### Text passage
↓

Even assuming Cohen finality and appealability so that the district court lost jurisdiction over the subject matter of the particular order, we conclude it still would have had jurisdiction over the merits of the case. Akerly v. Red Barn Systems, Inc., 551 F.2d 539, 543 (3rd Cir.1977); Silberman v. Bogle, 486 F.Supp. 70, 72 (E.D.Pa.1980); Moore's Federal Practice p 203.11 at 3-54.B. Failure to Retain Handwritten Draft of Typed Report
Bastanipour claims that the destruction of a handwritten draft of a typed report by Special Agent Joseph P. Salvemini of the Drug Enforcement Agency (DEA) violated his constitutional right to confrontation, the Jencks Act, and express DEA policy. Accordingly, he argues that the agent's testimony should not have been admitted into evidence.
The record indicates that the agent interviewed Bastanipour at the airport following his arrest, but took no rough notes at that time. Instead, after the interview, the agent wrote a longhand draft of a report. That draft was given to a secretary for typing. When the agent received the typed version and compared it for accuracy, he discarded the longhand draft.

↑

### Exercise instructions
1 - In the court opinion excerpt, when did the agent discard the longhand draft of his report?
2 - Please condense the paragraph of the court opinion excerpt beginning "The record indicates that the agent" into a short list that keeps its main facts.
3 - From the court opinion excerpt, reproduce word for word the part that opens with the words containing "Even assuming Cohen" and closes with "admitted into evidence.".

### Given information
↓

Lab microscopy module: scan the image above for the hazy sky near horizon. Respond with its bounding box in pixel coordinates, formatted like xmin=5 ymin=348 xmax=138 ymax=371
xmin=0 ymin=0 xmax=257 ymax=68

↑

### Solutions by task
1 - He discarded it after he received the typed version and compared it for accuracy.

2 -
- The agent interviewed Bastanipour at the airport after his arrest and took no rough notes.
- After the interview, he wrote a longhand draft of a report.
- A secretary typed the draft.
- After checking the typed version for accuracy, the agent discarded the longhand draft.

3 -
Even assuming Cohen finality and appealability so that the district court lost jurisdiction over the subject matter of the particular order, we conclude it still would have had jurisdiction over the merits of the case. Akerly v. Red Barn Systems, Inc., 551 F.2d 539, 543 (3rd Cir.1977); Silberman v. Bogle, 486 F.Supp. 70, 72 (E.D.Pa.1980); Moore's Federal Practice p 203.11 at 3-54.B. Failure to Retain Handwritten Draft of Typed Report
Bastanipour claims that the destruction of a handwritten draft of a typed report by Special Agent Joseph P. Salvemini of the Drug Enforcement Agency (DEA) violated his constitutional right to confrontation, the Jencks Act, and express DEA policy. Accordingly, he argues that the agent's testimony should not have been admitted into evidence.